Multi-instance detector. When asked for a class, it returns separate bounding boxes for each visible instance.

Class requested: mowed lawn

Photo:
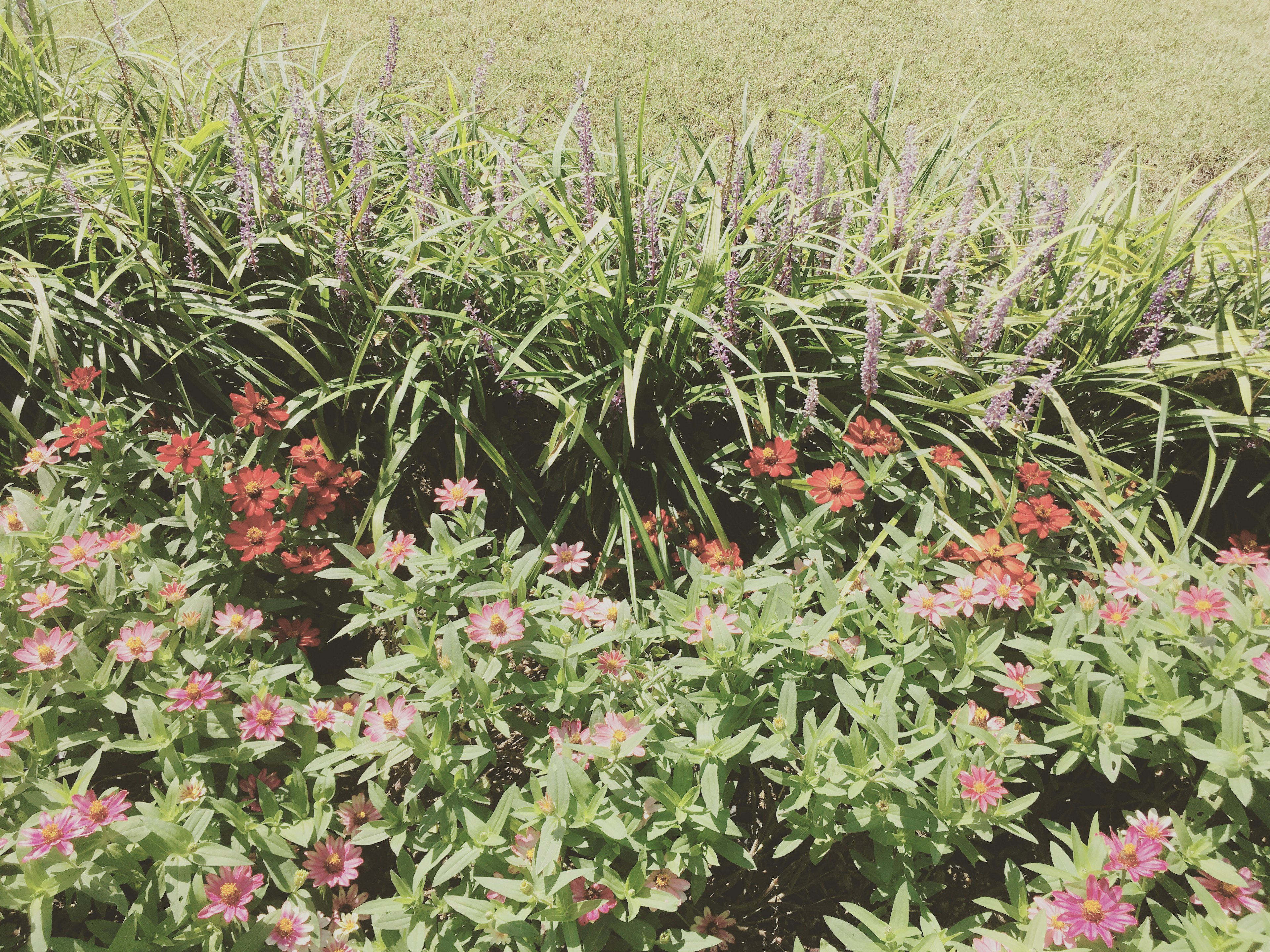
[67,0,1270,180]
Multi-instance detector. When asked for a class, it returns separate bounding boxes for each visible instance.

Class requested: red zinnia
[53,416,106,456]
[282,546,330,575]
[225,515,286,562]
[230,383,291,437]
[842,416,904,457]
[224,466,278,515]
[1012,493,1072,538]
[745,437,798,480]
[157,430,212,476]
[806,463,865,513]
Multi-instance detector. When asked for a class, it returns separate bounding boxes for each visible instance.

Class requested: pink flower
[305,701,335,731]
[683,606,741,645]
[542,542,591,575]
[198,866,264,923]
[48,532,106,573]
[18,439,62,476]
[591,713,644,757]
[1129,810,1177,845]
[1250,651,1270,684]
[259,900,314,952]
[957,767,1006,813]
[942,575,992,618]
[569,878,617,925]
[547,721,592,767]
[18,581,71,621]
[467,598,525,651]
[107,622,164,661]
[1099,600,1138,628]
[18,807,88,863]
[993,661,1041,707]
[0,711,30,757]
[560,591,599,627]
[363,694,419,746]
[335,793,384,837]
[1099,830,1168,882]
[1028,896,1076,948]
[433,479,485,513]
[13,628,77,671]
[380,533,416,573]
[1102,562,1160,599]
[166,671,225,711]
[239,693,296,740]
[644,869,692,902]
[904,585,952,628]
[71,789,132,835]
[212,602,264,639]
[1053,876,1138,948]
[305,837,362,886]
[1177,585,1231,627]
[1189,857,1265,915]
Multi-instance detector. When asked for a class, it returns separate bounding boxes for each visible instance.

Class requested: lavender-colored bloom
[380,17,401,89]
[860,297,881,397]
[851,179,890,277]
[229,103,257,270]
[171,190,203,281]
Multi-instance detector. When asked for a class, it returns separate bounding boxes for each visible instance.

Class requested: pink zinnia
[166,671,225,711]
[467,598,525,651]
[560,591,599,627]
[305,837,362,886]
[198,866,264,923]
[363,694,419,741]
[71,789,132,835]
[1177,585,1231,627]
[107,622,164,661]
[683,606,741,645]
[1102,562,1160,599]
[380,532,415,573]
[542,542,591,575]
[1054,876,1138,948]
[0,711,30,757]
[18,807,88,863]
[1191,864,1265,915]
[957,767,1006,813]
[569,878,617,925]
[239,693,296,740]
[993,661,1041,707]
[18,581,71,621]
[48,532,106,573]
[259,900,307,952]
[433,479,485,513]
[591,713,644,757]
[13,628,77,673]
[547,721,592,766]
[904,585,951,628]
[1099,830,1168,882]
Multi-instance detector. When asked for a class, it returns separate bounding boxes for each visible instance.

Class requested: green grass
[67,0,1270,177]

════════════════════

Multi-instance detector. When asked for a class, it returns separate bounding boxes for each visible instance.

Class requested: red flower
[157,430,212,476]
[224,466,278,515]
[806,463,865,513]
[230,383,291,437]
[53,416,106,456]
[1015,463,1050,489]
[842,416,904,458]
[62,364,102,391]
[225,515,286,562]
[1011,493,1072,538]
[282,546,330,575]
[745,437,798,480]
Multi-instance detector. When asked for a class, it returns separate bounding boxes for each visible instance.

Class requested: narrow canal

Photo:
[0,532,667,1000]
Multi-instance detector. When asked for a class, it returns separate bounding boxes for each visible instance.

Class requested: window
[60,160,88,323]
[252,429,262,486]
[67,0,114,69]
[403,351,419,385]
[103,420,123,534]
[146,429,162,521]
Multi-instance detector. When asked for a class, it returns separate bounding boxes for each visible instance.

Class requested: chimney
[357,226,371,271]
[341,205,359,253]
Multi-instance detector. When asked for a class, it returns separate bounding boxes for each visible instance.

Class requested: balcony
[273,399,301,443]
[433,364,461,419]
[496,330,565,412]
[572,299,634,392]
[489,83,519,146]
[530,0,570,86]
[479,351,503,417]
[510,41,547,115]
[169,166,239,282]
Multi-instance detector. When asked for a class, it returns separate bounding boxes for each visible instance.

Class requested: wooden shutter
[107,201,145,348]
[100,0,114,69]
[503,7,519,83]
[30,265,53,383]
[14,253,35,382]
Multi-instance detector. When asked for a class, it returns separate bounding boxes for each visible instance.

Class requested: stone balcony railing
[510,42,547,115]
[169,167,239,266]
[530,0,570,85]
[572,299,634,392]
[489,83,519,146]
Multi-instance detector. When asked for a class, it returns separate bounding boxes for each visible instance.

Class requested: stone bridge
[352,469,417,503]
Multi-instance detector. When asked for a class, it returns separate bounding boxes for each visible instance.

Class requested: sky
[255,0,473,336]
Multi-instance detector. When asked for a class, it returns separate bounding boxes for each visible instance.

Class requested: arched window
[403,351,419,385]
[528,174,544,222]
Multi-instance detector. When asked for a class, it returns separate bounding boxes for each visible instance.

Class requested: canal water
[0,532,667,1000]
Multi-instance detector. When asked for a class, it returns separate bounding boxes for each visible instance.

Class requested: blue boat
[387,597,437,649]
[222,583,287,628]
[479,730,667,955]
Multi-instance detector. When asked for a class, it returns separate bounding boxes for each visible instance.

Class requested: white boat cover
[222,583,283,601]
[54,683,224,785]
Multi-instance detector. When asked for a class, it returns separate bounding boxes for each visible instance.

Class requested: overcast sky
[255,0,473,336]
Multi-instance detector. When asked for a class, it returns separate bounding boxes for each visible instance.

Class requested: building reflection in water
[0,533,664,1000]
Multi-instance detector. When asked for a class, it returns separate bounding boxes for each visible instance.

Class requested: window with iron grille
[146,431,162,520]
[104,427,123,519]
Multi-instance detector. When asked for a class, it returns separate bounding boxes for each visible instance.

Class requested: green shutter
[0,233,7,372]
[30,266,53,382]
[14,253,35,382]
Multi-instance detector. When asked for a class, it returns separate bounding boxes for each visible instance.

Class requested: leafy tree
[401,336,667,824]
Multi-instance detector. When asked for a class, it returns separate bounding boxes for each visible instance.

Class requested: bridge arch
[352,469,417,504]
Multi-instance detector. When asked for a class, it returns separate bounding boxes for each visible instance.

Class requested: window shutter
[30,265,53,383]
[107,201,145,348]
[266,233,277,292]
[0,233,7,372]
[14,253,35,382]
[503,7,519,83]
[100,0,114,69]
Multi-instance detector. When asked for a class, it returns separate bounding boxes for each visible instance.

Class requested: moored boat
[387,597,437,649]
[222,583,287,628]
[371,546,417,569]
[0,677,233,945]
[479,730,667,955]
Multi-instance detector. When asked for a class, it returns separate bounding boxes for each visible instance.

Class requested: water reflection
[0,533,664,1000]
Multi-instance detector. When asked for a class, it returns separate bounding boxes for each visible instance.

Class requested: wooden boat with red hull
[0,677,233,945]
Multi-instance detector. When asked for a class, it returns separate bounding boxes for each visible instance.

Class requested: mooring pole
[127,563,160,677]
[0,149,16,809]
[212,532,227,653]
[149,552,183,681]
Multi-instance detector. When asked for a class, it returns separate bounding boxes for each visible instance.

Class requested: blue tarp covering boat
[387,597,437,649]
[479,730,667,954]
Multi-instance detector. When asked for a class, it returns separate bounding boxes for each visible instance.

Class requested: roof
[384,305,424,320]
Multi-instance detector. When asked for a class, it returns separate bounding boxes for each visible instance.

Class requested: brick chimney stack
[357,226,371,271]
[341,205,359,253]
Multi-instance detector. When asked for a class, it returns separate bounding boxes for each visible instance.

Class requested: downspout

════════════════════

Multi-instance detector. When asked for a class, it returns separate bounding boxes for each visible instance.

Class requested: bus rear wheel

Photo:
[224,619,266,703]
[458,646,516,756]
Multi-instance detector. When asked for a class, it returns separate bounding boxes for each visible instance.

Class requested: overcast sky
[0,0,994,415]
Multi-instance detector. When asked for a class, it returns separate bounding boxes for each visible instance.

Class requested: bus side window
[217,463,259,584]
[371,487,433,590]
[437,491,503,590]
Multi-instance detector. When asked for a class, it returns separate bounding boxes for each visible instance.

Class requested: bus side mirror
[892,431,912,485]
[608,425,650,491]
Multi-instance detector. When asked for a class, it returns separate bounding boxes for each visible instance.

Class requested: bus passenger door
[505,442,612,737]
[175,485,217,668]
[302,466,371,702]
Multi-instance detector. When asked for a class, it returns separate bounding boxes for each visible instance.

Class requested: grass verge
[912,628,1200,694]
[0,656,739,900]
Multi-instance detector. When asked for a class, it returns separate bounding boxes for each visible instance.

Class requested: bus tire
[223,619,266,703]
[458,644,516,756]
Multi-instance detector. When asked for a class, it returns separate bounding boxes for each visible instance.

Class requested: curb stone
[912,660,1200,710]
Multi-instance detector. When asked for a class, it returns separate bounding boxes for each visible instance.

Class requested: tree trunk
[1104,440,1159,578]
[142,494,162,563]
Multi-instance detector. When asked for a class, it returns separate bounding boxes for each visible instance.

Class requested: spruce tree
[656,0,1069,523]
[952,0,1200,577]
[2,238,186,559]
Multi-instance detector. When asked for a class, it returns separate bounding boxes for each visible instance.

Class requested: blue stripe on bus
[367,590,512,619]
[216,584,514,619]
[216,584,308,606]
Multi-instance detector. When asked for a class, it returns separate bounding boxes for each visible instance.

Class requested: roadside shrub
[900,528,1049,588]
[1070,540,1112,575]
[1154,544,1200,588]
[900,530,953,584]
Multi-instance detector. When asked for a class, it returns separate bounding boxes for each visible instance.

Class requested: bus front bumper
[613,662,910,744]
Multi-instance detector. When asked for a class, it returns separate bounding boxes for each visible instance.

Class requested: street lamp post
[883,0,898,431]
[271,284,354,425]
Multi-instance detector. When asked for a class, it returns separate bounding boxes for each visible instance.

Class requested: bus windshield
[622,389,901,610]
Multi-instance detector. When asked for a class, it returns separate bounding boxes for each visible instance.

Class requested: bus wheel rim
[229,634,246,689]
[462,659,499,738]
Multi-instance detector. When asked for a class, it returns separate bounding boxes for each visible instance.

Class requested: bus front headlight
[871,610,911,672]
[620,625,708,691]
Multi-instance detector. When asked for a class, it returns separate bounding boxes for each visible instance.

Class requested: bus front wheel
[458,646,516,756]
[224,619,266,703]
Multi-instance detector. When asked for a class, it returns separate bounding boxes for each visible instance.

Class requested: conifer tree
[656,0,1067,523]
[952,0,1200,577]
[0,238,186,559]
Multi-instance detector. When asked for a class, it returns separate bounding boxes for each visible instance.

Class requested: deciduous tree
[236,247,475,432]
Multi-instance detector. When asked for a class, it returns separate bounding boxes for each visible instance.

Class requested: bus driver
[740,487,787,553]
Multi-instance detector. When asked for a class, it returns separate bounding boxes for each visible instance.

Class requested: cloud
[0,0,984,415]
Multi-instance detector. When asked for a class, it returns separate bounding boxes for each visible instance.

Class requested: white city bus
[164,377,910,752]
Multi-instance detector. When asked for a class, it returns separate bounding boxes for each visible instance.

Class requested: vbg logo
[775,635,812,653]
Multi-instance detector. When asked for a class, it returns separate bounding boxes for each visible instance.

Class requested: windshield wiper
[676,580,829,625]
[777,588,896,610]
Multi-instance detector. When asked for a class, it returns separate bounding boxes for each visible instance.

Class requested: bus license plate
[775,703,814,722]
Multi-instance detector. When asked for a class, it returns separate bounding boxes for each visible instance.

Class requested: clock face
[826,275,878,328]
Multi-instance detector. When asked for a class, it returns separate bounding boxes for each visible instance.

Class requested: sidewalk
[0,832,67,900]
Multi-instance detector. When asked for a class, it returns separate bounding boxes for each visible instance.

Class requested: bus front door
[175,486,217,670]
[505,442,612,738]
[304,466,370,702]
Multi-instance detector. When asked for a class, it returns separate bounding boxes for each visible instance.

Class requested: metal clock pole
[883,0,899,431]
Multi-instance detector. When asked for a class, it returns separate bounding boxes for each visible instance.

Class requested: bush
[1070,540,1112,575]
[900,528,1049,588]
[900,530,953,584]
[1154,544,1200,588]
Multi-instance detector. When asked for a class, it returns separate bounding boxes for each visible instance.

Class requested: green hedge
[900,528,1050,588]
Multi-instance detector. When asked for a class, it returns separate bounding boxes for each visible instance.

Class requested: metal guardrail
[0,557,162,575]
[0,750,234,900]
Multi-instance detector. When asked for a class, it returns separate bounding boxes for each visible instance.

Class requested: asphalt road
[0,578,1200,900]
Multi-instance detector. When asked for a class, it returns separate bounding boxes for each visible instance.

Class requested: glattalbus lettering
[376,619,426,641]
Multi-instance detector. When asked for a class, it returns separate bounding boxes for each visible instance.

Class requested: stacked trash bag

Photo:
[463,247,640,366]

════════════════════

__What to work on__.
From the rows above, keep only the lines that contain the string "green". Case counts, so a line with the string in different capitalization does not match.

__Finished answer__.
Class requested: green grass
Class requested: green shutter
Class requested: green hedge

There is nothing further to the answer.